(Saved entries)

* * *

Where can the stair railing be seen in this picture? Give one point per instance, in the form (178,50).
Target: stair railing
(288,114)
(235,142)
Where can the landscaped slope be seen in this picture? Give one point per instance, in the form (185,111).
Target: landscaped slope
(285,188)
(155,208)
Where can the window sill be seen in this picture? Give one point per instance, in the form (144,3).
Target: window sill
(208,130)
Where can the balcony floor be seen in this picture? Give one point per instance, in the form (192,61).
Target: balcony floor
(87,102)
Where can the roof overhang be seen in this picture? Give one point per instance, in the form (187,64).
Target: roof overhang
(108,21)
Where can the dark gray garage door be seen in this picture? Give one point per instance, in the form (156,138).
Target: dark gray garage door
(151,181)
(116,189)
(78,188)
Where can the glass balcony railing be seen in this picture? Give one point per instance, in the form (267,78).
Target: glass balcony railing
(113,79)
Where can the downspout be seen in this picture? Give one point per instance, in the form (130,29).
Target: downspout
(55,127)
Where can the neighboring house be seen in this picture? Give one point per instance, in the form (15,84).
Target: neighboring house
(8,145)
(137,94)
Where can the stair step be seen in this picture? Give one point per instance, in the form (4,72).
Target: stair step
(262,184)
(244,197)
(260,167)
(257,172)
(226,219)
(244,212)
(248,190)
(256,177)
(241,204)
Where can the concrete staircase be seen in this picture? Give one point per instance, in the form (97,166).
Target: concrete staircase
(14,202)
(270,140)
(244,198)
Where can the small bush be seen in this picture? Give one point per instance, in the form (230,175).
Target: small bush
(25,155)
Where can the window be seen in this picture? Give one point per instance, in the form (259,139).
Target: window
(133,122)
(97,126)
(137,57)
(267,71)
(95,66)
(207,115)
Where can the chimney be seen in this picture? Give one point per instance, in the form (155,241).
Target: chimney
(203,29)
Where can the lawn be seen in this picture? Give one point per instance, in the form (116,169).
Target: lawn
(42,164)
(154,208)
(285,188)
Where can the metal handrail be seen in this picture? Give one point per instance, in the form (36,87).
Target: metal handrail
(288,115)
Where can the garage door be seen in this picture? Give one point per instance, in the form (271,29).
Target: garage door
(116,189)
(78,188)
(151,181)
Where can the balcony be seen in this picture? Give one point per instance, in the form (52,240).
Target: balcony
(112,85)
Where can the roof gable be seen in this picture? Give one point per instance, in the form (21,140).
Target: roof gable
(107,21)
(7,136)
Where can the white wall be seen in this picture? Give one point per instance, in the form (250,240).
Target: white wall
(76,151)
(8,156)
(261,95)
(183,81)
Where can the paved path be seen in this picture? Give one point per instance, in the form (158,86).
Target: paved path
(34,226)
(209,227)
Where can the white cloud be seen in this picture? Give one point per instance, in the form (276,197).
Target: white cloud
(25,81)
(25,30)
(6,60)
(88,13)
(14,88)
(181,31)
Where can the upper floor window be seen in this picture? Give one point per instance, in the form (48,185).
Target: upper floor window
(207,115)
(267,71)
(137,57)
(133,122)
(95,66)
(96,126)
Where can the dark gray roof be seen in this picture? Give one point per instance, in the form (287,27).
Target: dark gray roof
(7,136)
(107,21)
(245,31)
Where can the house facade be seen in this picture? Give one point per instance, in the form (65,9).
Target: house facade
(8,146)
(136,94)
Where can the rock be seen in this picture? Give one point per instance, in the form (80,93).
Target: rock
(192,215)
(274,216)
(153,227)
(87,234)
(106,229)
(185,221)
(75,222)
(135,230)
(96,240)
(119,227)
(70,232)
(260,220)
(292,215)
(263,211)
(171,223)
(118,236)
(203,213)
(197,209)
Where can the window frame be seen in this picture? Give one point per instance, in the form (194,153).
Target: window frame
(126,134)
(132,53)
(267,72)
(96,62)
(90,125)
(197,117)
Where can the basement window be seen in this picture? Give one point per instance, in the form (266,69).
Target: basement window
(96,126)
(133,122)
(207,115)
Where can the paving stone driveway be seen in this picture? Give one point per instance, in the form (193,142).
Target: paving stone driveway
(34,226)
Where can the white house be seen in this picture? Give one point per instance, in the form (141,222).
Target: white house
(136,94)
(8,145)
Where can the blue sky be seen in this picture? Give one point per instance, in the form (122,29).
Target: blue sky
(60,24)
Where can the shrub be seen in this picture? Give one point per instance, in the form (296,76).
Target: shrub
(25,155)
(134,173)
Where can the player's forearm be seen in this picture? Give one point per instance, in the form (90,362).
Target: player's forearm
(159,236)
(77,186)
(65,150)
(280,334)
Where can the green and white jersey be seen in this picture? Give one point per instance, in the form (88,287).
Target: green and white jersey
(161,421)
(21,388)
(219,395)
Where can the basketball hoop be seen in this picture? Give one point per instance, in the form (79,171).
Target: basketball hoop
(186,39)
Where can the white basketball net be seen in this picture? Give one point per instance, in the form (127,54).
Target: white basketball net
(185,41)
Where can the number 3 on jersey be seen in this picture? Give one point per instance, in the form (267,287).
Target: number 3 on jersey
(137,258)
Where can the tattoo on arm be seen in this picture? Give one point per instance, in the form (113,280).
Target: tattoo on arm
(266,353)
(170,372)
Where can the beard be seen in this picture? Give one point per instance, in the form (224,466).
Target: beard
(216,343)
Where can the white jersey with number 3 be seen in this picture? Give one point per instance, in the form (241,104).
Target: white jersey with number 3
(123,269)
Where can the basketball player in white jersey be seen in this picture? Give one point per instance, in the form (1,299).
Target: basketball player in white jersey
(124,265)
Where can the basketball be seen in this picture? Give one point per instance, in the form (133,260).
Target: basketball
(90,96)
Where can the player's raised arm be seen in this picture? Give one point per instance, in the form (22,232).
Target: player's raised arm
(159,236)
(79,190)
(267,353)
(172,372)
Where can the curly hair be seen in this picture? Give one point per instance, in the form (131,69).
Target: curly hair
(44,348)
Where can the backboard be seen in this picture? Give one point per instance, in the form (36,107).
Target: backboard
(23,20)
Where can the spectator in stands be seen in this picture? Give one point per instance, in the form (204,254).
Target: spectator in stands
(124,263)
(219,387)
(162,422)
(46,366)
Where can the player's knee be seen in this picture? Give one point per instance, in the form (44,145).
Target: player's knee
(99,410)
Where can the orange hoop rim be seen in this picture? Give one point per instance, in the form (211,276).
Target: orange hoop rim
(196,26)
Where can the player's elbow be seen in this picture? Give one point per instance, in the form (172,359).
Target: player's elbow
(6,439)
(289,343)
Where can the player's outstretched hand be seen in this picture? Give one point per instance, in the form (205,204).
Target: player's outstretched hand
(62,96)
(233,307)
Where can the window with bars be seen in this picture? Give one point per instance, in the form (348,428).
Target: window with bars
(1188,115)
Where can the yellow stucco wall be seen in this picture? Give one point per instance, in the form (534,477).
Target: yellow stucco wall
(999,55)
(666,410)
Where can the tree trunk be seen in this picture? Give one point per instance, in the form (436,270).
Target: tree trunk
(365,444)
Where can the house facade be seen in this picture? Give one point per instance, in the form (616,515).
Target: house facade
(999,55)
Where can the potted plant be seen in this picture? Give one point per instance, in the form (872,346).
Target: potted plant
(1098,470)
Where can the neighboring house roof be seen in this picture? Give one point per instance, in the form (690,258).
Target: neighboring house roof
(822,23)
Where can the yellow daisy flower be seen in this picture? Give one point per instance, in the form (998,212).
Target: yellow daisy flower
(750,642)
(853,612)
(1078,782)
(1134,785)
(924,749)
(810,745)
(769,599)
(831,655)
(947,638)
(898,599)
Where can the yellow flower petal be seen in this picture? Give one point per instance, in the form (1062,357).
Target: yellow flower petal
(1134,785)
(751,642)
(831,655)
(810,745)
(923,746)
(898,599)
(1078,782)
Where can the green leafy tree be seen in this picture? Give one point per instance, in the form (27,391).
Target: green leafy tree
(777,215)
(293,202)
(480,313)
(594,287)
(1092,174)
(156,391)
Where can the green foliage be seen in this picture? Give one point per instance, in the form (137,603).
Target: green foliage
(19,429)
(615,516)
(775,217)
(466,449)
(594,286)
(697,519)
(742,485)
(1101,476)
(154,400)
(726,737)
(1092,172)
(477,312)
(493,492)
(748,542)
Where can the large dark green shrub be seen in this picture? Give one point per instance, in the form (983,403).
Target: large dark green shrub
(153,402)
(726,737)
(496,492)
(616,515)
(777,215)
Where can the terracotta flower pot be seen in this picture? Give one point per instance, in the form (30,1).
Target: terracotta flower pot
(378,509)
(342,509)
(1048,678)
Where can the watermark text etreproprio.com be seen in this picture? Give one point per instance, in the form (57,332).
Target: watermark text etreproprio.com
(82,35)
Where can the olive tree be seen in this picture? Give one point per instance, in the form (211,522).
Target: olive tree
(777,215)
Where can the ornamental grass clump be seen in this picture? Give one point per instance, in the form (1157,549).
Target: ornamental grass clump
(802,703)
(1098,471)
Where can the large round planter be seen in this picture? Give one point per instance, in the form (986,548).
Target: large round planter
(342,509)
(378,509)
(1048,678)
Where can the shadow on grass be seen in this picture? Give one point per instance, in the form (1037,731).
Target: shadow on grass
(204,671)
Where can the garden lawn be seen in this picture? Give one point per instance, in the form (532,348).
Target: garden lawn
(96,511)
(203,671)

* * *

Exercise brief :: After locating the line with "Where can the white wall" above, return that line and every later line through the one with "Where can the upper", word for word and with nothing else.

Output for this exercise ::
Where can the white wall be seen in this picture? Give one point per instance, in the form (250,240).
Target: white wall
(76,151)
(8,156)
(261,95)
(183,81)
Where can the paved path be seen in this picture? Give one point per instance, in the form (158,86).
Target: paved path
(34,226)
(209,227)
Where can the white cloud be seen in this picture? Give one point per instance, in the form (276,197).
Target: white cloud
(25,81)
(25,30)
(6,60)
(88,13)
(14,88)
(181,31)
Where can the upper floor window be seen in this picture? Give one point per instance, in the form (48,185).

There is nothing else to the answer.